§ **Task instructions**
Lay out the lines of the records below as a numbered list, omitting blank lines, from the line with "# test: identify the fresh" up to and including the line with "x=118 y=205". List only those lines.

Dataset records on where objects appear:
....

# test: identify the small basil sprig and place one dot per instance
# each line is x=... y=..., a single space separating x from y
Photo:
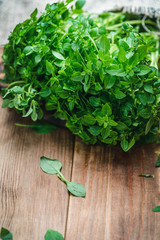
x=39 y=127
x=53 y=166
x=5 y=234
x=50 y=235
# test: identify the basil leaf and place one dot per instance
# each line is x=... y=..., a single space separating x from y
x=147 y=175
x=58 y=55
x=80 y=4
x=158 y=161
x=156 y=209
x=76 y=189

....

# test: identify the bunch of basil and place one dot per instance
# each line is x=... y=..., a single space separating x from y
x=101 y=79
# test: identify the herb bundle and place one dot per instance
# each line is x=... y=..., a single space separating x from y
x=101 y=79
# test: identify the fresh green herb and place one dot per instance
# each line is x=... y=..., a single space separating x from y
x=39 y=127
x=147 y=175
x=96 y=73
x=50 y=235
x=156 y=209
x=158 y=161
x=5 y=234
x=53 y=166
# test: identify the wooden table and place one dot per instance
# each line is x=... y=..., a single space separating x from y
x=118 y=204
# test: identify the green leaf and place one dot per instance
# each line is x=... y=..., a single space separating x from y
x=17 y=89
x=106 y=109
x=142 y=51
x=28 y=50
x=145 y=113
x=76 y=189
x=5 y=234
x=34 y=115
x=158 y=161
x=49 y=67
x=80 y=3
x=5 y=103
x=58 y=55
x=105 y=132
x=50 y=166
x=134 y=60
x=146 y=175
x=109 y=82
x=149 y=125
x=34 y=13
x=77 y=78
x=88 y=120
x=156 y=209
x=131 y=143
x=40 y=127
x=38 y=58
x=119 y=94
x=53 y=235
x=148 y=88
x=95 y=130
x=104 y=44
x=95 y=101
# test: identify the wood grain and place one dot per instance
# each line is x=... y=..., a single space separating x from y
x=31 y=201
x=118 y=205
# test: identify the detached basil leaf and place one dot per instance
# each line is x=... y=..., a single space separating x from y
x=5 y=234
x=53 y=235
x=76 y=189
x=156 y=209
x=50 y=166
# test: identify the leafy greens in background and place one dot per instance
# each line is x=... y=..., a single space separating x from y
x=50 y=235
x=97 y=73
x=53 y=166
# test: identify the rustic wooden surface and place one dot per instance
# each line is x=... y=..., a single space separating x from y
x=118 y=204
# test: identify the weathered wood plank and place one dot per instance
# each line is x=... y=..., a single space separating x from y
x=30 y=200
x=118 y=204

....

§ **Finished answer**
1. # test: identify the fresh green herb and place one dot per instance
2. # each line is x=... y=..., a single space separating x from y
3. x=39 y=127
4. x=147 y=175
5. x=96 y=73
6. x=50 y=235
7. x=156 y=209
8. x=158 y=161
9. x=5 y=234
10. x=53 y=166
11. # test: identify the wooden table and place one dot per instance
12. # each line is x=... y=..., a single space separating x from y
13. x=118 y=204
14. # test: identify the green leaf and place one dot per instance
15. # each line is x=... y=..., a single space separating x from y
16. x=17 y=89
17. x=106 y=109
18. x=142 y=51
19. x=28 y=50
20. x=145 y=113
21. x=76 y=189
22. x=5 y=234
23. x=34 y=115
24. x=158 y=161
25. x=49 y=67
26. x=80 y=3
27. x=5 y=103
28. x=58 y=55
29. x=105 y=132
30. x=50 y=166
31. x=134 y=60
32. x=146 y=175
33. x=109 y=82
34. x=149 y=125
35. x=34 y=13
36. x=77 y=78
37. x=88 y=120
38. x=156 y=209
39. x=131 y=143
40. x=40 y=127
41. x=38 y=58
42. x=119 y=94
43. x=53 y=235
44. x=148 y=88
45. x=95 y=130
46. x=104 y=44
47. x=95 y=101
48. # test: identify the wood grain and place one dot per instance
49. # each line is x=... y=..., a single space separating x from y
50. x=31 y=201
51. x=118 y=205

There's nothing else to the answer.